▶ **What the exercise asks**:
Without any images, output the records below verbatim.
-- Records to use follows --
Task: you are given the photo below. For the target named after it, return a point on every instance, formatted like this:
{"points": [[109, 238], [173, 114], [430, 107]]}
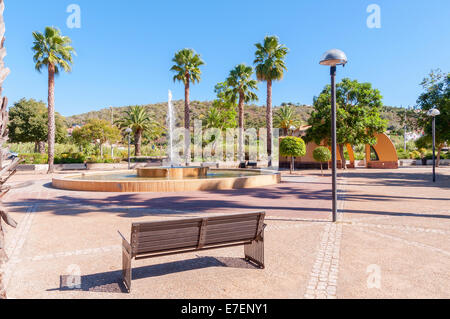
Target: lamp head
{"points": [[334, 57], [433, 112]]}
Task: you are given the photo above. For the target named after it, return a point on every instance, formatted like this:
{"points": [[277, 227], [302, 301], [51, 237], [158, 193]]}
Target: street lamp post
{"points": [[433, 113], [332, 58], [128, 131]]}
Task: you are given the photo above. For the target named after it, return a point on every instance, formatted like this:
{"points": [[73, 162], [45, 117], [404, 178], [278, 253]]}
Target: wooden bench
{"points": [[252, 164], [156, 239]]}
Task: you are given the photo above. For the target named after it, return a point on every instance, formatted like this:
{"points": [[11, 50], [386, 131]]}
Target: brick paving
{"points": [[394, 221]]}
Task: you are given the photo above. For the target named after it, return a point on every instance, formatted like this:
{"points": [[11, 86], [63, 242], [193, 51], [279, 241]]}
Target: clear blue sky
{"points": [[125, 47]]}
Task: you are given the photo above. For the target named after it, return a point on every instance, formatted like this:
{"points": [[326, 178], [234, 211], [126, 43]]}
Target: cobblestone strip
{"points": [[408, 242], [90, 251], [324, 275], [404, 228]]}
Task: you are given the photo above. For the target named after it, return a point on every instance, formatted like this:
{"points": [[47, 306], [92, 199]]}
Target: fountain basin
{"points": [[129, 182], [173, 172]]}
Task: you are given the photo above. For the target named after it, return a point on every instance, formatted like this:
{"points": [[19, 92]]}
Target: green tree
{"points": [[138, 119], [436, 95], [286, 118], [294, 147], [322, 155], [187, 69], [98, 132], [54, 52], [358, 115], [28, 124], [241, 85], [270, 66]]}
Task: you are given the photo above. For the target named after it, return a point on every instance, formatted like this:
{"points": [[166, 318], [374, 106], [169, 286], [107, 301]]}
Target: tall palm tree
-- Records to use concluded --
▶ **Answer to the exercise**:
Task: you are given the photo below. For the target named after it, return a point on every instance, formatted like this:
{"points": [[109, 238], [173, 114], [430, 107]]}
Target: lamp head
{"points": [[334, 57], [433, 112]]}
Task: you are given the photo above. For the target named after it, return a point on every instance, formatted like this:
{"points": [[277, 227], [302, 301], [51, 237], [158, 193]]}
Target: street lamp post
{"points": [[433, 113], [332, 58], [128, 131]]}
Task: you are given the photo above. For the target named after it, return a point on every instance, formatted like this:
{"points": [[73, 162], [45, 117], [404, 178], [278, 253]]}
Target: wooden bench
{"points": [[252, 164], [156, 239]]}
Task: you are given the photo above. For the target named after it, return a point on every instance, formatted like this:
{"points": [[11, 50], [386, 131]]}
Target: brick paving
{"points": [[394, 221]]}
Task: you are given the photo above. For the target named after it, return a point on every instance, formatted like this:
{"points": [[11, 86], [63, 242], [193, 51], [279, 241]]}
Target: clear blue sky
{"points": [[125, 47]]}
Task: you are given the photo above. For the target named after it, return a point on every instance, formatted like this:
{"points": [[326, 178], [234, 211], [126, 43]]}
Target: cobblestone strip
{"points": [[408, 242], [90, 251], [324, 275], [404, 228]]}
Task: you are given the photo above. For the target named after it, return a point on every instance, formatted like this:
{"points": [[47, 306], [92, 199]]}
Target: fountain basin
{"points": [[129, 182], [173, 172]]}
Task: you are given the photo above. For the target named after it, return a point on every instance, formatted like this:
{"points": [[19, 92]]}
Target: green tree
{"points": [[138, 119], [436, 95], [286, 118], [294, 147], [322, 155], [187, 69], [98, 132], [54, 52], [358, 115], [28, 124], [241, 85], [270, 66]]}
Task: you are given the photo above. For the target named after it, return a point on every instance, formatted like this:
{"points": [[166, 318], [374, 106], [169, 286], [107, 301]]}
Target: tall palm tree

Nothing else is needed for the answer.